**Provided material:**
______

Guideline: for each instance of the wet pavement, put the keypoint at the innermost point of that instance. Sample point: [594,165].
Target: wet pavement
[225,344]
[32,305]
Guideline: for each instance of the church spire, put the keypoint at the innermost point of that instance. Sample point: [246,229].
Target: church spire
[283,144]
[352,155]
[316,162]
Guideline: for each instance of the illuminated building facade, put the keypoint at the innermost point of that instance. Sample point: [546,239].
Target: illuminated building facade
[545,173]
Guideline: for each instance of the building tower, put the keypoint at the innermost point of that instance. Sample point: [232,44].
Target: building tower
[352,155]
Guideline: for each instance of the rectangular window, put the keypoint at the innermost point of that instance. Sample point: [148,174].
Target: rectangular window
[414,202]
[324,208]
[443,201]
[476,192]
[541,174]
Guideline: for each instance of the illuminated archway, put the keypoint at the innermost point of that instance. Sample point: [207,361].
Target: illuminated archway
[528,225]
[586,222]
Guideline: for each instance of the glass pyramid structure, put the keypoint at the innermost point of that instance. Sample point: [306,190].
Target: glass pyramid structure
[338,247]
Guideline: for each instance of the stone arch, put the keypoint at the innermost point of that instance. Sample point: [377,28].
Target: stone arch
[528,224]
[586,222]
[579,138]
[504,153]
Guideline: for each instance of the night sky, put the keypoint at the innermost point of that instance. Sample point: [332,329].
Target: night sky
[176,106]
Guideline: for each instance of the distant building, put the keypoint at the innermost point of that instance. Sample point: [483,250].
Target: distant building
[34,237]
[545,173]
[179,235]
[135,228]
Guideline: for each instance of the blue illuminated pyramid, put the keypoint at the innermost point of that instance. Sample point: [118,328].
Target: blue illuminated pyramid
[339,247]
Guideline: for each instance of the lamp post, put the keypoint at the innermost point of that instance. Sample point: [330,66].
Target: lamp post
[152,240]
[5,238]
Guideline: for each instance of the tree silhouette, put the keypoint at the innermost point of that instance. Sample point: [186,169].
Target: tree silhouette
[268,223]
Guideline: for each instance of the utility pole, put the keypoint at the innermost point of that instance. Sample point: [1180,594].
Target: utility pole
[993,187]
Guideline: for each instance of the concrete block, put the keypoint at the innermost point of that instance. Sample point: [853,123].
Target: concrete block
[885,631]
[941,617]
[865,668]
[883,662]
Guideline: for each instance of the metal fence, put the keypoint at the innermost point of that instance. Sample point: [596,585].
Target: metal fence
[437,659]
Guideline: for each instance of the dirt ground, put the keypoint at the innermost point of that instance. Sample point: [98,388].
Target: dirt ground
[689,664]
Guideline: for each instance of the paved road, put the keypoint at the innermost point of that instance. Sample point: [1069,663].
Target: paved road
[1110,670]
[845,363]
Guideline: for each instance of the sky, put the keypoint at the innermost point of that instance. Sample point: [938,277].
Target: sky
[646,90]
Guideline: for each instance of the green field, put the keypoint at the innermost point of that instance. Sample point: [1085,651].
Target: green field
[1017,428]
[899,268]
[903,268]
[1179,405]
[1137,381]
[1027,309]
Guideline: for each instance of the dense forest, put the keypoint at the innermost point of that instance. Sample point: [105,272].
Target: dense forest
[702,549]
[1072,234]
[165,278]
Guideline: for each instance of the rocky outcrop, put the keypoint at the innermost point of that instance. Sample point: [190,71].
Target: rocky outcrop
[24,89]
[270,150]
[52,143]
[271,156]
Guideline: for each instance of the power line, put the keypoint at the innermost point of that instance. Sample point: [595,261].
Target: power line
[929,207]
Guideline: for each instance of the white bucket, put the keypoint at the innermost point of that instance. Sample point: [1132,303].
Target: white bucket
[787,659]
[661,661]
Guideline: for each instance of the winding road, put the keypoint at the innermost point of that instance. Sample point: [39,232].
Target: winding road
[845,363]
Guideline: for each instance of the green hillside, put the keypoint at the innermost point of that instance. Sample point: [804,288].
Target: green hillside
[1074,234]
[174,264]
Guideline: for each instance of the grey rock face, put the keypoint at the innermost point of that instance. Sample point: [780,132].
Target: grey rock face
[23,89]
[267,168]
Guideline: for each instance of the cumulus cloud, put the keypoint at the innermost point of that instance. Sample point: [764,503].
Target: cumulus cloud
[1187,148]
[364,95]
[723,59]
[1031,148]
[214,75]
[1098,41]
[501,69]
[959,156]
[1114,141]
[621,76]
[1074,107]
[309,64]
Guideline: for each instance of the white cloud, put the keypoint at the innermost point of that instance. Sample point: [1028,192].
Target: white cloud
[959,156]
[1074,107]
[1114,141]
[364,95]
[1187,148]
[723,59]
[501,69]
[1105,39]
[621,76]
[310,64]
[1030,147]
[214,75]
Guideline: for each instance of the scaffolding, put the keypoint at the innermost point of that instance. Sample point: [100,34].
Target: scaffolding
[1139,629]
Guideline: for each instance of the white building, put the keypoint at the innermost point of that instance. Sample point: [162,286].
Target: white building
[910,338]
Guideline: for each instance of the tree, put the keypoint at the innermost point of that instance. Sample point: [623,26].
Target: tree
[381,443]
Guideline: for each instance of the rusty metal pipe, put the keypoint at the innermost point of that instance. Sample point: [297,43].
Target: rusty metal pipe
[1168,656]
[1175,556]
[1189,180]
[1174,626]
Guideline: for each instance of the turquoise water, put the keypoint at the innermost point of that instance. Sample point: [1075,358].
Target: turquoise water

______

**The exercise:** Repeat the entries exactly, all of them.

**The reply:**
Guideline: for each instance of the wet pavement, put the keypoint at the innermost point of that instance. Sample point: [594,165].
Target: wet pavement
[225,344]
[32,305]
Guideline: for each instance of the church spire, put the keypoint at the innermost point of that instance. Sample point: [246,229].
Target: church spire
[283,144]
[352,155]
[316,162]
Guideline: for each instance of the illuminated building facade, put the keypoint at the innermost point of that instance. Sample point: [546,239].
Target: illuminated building facade
[545,173]
Guideline: for each instance of the building tower, put the keypoint at the innermost point of that instance. Sample point: [232,44].
Target: building tower
[352,155]
Guideline: for each instance of the rectangular window, put the keypoint at the innermost point of that instance. Sample point: [148,174].
Target: rectangular window
[414,202]
[324,208]
[443,201]
[476,192]
[541,174]
Guideline: for each instance of the illuminated archway, put the keypoint at the innermost point of that instance. Sample point: [207,361].
Target: illuminated archway
[528,225]
[586,222]
Guideline: for each instance of the glass pyramid structure, put the keypoint at the innermost point of that instance. Sample point: [306,190].
Target: glass pyramid structure
[338,247]
Guideline: for each instance of the stone arch, put the keypoint at the innermost point of that instance. Sample point: [377,28].
Target: stone arch
[528,224]
[586,222]
[579,138]
[504,153]
Guideline: for each instance of the night sky, put the keypoint at the innermost point of that instance. Sample point: [332,329].
Target: night sky
[176,106]
Guideline: for each instance of the distant building, put the keypoint at the innermost point of that instance. Sample point: [483,250].
Target: distant building
[34,237]
[545,173]
[179,235]
[135,228]
Guideline: for each instance of the blue illuminated pyramid, put the keypoint at the innermost point of that instance. Sample point: [118,328].
Target: blue illuminated pyramid
[339,247]
Guideline: for each instance of the lamp post, put the keypoint at the innermost point of that instance. Sample point: [330,66].
Target: lamp post
[152,240]
[5,238]
Guideline: for each instance of the tree silhouette, put the keypoint at the innermost point of that instance. Sample point: [186,169].
Target: tree silhouette
[268,223]
Guideline: for each instance of the utility pole, put the keypoint at the innermost point of that instance. Sample point: [1180,594].
Target: utility pole
[993,187]
Guideline: for each instance of the concrete block, put the keypoint at the innermost point of that instance. Sample point: [853,123].
Target: concrete block
[885,631]
[941,617]
[865,668]
[883,662]
Guideline: for each instance of the metal fence, put the keypoint at the innermost point of that instance. Sample point: [596,585].
Target: metal fence
[437,659]
Guideline: for each instance of the dirt ground, put the keypoint at the innermost point of that instance. Sample point: [98,388].
Target: dirt ground
[689,664]
Guideline: for each instance of the paved road, put the keypoint at the innermost point of that instance. Sample point: [1069,663].
Target: paved road
[1110,670]
[845,363]
Guideline: for each instance of the sky, put the keypoint at the innermost point of that instance. Sample point: [938,277].
Target: sky
[646,90]
Guideline: for each instance of the green field, put the keypoint at the innermost point of that instance. Sample point: [1085,651].
Target: green field
[1017,428]
[899,268]
[903,268]
[1179,405]
[1137,381]
[1027,309]
Guideline: for each instance of the dense forest, put the keypoint at the innermost point of that instance. Sample point: [105,272].
Target: dense forest
[702,549]
[1072,234]
[165,278]
Guideline: for each instance of the rocky outcrop, put the keypoint at the innermost point of that instance. Sample point: [190,71].
Target: rocky outcrop
[24,89]
[270,150]
[52,143]
[271,156]
Guideline: for each instance of the power line, put the keypoint at the innermost point of that instance. Sample point: [595,261].
Target: power line
[929,207]
Guideline: for each instance of the white bucket, put the keypoint at the innermost point of that instance. Sample point: [1132,303].
Target: white bucket
[787,659]
[661,661]
Guideline: for each instance of the winding road, put the keypoint at the innermost point of that instance. Sample point: [39,232].
Target: winding road
[845,363]
Guideline: for each instance of the green hillside, put the keypoint at the innermost point of that instance. Sample point: [804,288].
Target: green hillside
[1074,234]
[174,264]
Guideline: for each instance of the grey rock face, put the keypoint at the innermost point of that instance. Sample point: [780,132].
Target: grey rock face
[23,89]
[267,168]
Guideline: for each instance of the cumulus cloud, put the keypoint at the innermost point of that instance. Sample point: [764,503].
Target: cumulus cloud
[1187,148]
[364,95]
[723,59]
[1031,148]
[214,75]
[1098,41]
[501,69]
[959,156]
[1114,141]
[621,76]
[1074,107]
[309,64]
Guideline: for each instance of the white cloud, put the keypoint at the innermost point of that instance. Sample point: [1028,192].
Target: white cloud
[959,156]
[1074,107]
[1114,141]
[364,95]
[1187,148]
[723,59]
[501,69]
[1105,39]
[621,76]
[310,64]
[1030,147]
[214,75]
Guideline: for each instance of the scaffolding, put the keypoint at the innermost point of that instance. Sample point: [100,34].
Target: scaffolding
[1139,629]
Guideline: for each instance of the white building, put the keypoint at the innermost point of that instance. Sample point: [162,286].
Target: white building
[910,338]
Guideline: for each instance of the tree, put the keypoint at the innermost point of that instance. Sample point: [623,26].
Target: tree
[381,443]
Guideline: for each instance of the rusty metal pipe, put the keypoint at the innermost point of that instance. Sample point: [297,43].
Target: rusty metal pipe
[1168,656]
[1175,556]
[1189,180]
[1174,626]
Guideline: for each instance of the turquoise water, put the keypoint at the innermost point of that instance. Sample point: [1075,358].
Target: turquoise water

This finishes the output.